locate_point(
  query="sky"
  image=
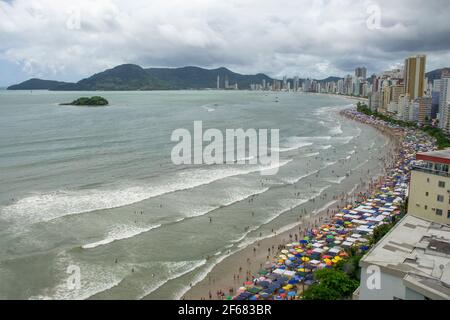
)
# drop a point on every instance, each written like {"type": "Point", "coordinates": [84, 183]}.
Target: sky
{"type": "Point", "coordinates": [70, 40]}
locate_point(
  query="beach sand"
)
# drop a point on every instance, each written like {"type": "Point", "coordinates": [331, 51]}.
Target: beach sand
{"type": "Point", "coordinates": [247, 262]}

# PROBLEM:
Omit the pictures. Output every record above word for word.

# RESULT BELOW:
locate_point(
  query="sky"
  image=
)
# drop a point on every instance, each written like {"type": "Point", "coordinates": [84, 183]}.
Target: sky
{"type": "Point", "coordinates": [70, 40]}
locate_point(
  query="beach sand"
)
# drop a point on every instance, each written like {"type": "Point", "coordinates": [331, 51]}.
Target: beach sand
{"type": "Point", "coordinates": [247, 262]}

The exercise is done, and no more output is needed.